(Entries about locating named things)
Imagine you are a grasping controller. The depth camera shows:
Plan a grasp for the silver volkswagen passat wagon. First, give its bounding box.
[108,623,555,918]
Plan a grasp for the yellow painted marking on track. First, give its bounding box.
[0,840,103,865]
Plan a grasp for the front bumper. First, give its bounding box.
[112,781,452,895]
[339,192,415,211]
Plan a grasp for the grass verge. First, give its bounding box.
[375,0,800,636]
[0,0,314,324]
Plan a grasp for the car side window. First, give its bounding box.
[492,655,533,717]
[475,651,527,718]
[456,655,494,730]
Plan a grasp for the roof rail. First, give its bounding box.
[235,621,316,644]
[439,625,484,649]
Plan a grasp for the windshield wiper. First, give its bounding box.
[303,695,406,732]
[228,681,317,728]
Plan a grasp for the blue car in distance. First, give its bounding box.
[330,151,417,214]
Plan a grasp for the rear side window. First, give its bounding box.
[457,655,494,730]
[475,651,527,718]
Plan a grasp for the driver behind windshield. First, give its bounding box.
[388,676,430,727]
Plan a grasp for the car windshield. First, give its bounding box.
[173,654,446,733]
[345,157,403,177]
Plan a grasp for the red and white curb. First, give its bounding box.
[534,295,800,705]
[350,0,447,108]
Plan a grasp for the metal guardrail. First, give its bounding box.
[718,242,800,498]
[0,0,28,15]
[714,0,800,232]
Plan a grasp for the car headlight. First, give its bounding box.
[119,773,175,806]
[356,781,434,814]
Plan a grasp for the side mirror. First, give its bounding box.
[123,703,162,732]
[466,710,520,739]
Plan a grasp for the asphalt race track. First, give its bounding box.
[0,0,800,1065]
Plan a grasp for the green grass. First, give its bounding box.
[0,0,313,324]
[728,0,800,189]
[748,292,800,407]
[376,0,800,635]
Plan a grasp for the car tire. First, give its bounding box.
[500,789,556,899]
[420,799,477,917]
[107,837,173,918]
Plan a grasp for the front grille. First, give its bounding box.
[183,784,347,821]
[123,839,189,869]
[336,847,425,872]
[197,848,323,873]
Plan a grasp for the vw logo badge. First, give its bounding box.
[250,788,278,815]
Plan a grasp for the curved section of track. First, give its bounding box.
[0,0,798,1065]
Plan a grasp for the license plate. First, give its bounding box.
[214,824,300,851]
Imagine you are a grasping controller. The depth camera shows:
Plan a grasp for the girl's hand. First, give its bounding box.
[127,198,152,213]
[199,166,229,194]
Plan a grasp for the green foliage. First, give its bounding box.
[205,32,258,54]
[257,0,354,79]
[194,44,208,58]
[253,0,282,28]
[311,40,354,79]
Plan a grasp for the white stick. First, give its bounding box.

▸ **EXERCISE GOAL**: Copy all of the material above line for line, leaving every character unchanged.

▸ **RESULT FOR THIS TASK**:
Imagine you are a grasping controller. The depth camera shows:
Plan a grasp for the silver volkswagen passat wagon. First, give its bounding box.
[108,623,555,918]
Plan a grasp for the yellow painted marking on track. First, give its bounding box.
[0,840,103,865]
Plan a grasp for the front bumper. First, give its bounding box.
[112,781,452,895]
[339,192,415,211]
Plan a grasp for the grass verge. First, give its bounding box.
[375,0,800,636]
[0,0,314,324]
Plan a grasp for the car side window. First, give its bounding box.
[492,655,533,717]
[475,651,527,718]
[456,655,494,730]
Plan a grasp for the roof rail. First, give its bounding box.
[235,621,316,644]
[439,625,484,649]
Plan a grasp for the windshield wiper. First, give its bounding box.
[303,695,406,732]
[228,681,317,728]
Plan a grasp for the blue car in distance. First, give its bounding box.
[330,151,417,214]
Plan a grasp for the rear side window. First, give its bounding box.
[457,655,494,730]
[475,651,527,718]
Plan a grasp for the driver behind windshield. First, give its bounding box.
[388,676,430,727]
Plan a grasp for the car windshield. First, give its bounding box.
[173,654,446,733]
[345,157,403,177]
Plan a grasp for the red and white curb. First, give its bounding box.
[534,295,800,705]
[350,0,447,108]
Plan a grasp for the metal guardrail. First, give its bounding box.
[718,242,800,498]
[0,0,28,15]
[714,0,800,232]
Plan a grasp for the car headlight. First, give its bounding box.
[119,773,175,806]
[356,781,434,814]
Plan a grasp for the side mirror. First, give its bounding box.
[123,703,162,732]
[466,710,520,739]
Plan a grasp for the asphalt race track. First, give its bounding box.
[0,0,800,1065]
Plan a grasp for the green grass. First, give its bounding box.
[0,0,313,324]
[728,0,800,189]
[748,292,800,407]
[376,0,800,635]
Plan a grasp for the car tire. First, give its bounding box.
[500,789,556,899]
[420,799,477,917]
[107,837,173,918]
Plan a grasp for the front grille. First, give its bounding box.
[183,784,347,821]
[123,839,189,869]
[336,847,425,872]
[197,848,323,873]
Plan a grasp for the vw logo badge. First, give its bounding box.
[250,788,278,815]
Plan a grasp for the curved section of track. First, give its bounding box.
[0,0,798,1065]
Plan a grasp for the license plate. First, give its bounding box.
[214,824,300,851]
Imagine you are a grasping controller. The depth camera shows:
Plan a grasp for the girl's hand. First, give its bounding box.
[127,198,152,213]
[199,166,229,194]
Plan a grasp for the green foliage. First, give its bounding box.
[205,32,258,54]
[257,0,354,79]
[194,44,208,58]
[253,0,282,28]
[311,40,354,79]
Plan a grasp for the white stick. First, give its bounding box.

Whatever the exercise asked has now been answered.